ASSIGNMENT
Continue the text about the lawsuit over a teen's COVID-19 vaccination, picking up after its last sentence.

Federal law trumps state law.

It’s a basic element of our system of government. It’s also a key obstacle in Emily Happel and Tanner Smith’s lawsuit against the Guilford County school board and Old North State Medical Society.

Happel and Smith have asked the state Supreme Court to take their case. They hope the high court will reach a different conclusion than the Court of Appeals about the role federal law plays in their legal dispute.

Smith was a 14-year-old high school football player in August 2021. Alerted by a letter from Guilford County Schools about a COVID-19 “cluster” involving his team, Smith faced a mandatory COVID test before he could return to practice.

The school system also informed Smith about free COVID testing at a different high school. Smith’s stepfather drove him to the testing site and waited outside as the teen entered the building.

Neither of them knew that the school was also hosting Old North State’s COVID-19 vaccine clinic. A clinic worker asked Smith to fill out a form while trying to contact his mother, Happel.

“After failing to make contact with Tanner’s mother, one of the workers instructed the other worker to ‘give it to him anyway.’ Tanner stated he did not want a vaccine and was only expecting a test, but one of the workers administered a Pfizer COVID-19 vaccine to him,” wrote Judge April Wood in the Appeals Court’s unanimous March 5 ruling.

Happel and Smith sued both the Guilford school board and the medical society. A trial judge dismissed the suit in March 2023.

SUPPLIED DATA

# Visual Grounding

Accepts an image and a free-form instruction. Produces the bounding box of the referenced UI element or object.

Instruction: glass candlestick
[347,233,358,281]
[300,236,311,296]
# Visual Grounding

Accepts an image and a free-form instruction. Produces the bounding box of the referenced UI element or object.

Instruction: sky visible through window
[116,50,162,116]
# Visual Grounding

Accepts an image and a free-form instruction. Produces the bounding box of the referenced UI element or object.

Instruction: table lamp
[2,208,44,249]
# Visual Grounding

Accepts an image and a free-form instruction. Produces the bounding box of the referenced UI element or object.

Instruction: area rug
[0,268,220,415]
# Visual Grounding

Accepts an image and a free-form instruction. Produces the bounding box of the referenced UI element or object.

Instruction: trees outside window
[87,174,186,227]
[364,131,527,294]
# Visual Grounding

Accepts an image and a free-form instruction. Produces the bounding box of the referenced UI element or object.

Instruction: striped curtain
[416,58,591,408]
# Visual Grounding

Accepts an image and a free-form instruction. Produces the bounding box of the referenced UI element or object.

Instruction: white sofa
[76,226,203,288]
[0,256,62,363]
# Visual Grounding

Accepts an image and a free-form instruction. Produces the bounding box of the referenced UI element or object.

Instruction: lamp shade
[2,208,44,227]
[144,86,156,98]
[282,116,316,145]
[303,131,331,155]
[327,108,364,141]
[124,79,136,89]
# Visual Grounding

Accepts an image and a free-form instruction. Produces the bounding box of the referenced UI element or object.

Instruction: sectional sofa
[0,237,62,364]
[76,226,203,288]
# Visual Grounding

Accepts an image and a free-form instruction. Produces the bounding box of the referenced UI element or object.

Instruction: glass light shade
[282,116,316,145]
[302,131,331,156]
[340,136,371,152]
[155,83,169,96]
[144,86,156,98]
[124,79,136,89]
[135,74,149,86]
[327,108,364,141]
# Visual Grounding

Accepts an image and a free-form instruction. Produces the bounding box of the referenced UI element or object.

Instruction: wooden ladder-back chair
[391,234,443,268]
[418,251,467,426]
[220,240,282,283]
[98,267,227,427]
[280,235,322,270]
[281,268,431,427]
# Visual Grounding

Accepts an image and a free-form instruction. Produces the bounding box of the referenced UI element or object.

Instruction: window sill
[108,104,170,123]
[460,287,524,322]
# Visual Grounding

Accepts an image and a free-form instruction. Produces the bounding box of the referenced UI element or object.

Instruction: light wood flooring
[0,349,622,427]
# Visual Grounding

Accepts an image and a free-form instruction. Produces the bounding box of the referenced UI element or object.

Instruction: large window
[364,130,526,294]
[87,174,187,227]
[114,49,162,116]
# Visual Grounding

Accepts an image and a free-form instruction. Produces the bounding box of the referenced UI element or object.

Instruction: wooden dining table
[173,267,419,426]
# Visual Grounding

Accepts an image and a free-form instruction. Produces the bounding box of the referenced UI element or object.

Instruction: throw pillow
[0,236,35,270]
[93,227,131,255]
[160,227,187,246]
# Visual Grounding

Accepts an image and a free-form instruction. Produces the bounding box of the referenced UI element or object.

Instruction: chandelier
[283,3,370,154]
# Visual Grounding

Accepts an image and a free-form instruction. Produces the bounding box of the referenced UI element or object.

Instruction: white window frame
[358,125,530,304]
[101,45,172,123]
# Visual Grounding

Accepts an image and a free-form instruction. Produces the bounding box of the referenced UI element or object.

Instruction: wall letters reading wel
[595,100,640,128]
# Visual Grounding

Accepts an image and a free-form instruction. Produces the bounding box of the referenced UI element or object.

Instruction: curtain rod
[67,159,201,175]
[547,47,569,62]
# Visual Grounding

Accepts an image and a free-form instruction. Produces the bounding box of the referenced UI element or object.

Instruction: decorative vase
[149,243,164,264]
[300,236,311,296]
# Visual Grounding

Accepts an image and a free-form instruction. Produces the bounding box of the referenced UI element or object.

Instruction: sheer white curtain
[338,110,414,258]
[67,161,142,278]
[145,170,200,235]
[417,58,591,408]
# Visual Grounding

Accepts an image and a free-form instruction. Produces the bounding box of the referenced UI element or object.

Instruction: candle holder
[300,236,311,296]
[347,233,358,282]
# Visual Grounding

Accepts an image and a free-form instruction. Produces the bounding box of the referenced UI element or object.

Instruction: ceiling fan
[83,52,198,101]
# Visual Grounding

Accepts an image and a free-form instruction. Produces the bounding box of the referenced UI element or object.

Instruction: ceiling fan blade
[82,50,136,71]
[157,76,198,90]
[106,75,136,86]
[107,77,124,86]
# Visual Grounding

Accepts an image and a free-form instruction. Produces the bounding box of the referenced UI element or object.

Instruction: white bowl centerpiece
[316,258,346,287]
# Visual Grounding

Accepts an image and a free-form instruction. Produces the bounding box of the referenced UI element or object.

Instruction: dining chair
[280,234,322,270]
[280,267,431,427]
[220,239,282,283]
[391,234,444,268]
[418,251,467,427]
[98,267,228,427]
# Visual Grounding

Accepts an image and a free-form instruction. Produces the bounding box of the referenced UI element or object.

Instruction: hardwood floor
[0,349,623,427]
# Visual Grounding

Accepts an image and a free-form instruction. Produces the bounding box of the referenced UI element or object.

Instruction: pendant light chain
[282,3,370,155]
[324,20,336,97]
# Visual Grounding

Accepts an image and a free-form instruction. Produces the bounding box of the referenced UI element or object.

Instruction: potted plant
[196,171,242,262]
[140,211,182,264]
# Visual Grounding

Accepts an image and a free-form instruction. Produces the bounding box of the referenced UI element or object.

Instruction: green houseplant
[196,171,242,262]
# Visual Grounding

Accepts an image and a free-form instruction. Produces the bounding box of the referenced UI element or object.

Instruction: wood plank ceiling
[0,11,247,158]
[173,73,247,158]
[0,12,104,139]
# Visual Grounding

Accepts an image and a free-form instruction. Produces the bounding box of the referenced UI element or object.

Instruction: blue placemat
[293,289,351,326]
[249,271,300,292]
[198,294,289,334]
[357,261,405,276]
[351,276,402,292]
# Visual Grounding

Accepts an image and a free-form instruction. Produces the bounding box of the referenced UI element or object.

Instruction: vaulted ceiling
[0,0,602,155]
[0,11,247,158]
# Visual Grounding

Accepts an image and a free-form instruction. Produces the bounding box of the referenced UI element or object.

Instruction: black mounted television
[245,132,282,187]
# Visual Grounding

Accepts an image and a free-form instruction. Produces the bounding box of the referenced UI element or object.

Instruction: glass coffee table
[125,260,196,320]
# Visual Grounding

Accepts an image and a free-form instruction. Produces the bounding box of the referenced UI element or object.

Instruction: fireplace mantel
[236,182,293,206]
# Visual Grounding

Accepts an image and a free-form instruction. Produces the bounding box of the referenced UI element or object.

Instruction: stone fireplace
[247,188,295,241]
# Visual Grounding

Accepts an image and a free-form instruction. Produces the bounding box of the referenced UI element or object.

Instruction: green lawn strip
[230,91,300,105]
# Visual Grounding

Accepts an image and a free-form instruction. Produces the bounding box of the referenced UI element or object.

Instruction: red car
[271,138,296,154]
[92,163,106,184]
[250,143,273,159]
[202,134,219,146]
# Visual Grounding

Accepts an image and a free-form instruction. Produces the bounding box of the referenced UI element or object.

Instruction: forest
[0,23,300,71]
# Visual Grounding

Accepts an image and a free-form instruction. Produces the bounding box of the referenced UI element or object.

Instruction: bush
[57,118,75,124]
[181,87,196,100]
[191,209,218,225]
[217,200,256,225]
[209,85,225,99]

ANSWER SECTION
At the Appeals Court, Wood labeled the clinic worker’s alleged conduct “egregious.” Yet she and her colleagues upheld the trial judge’s ruling. They cited a 2005 federal law called the Public Readiness and Emergency Preparedness Act.

A March 2020 COVID-19 declaration from the US Department of Health and Human Services secretary triggered PREP Act legal protection. That protection covered both defendants in Happel and Smith’s case.

“Plaintiffs argue the trial court erred in determining that the PREP Act … is applicable to this case and provides immunity to both Defendants,” Wood wrote. “Due to the sweeping breadth of the federal liability immunity provision in the PREP Act, we are constrained to disagree.”

“Wisely or not, the plain language of the PREP Act includes claims of battery and violations of state constitutional rights within the scope of its immunity, and it therefore shields Defendants from liability for Plaintiffs’ claims,” Wood added.

The PREP Act governed the case’s outcome, despite a 2021 state law requiring “parental consent before a vaccine granted emergency-use authorization may be administered to a minor.”

“Its intent is to prevent the egregious conduct alleged in the case before us, and to safeguard the constitutional rights at issue — Emily’s parental right to the care and control of her child, and Tanner’s right to individual liberty,” Wood wrote. “Notwithstanding, the statute remains explicitly subject to ‘any other provision of law to the contrary’ under the broad provision preempting state law in the PREP Act.”

Happel and Smith could win their case only if the vaccine had caused “death or serious physical injury,” Wood explained.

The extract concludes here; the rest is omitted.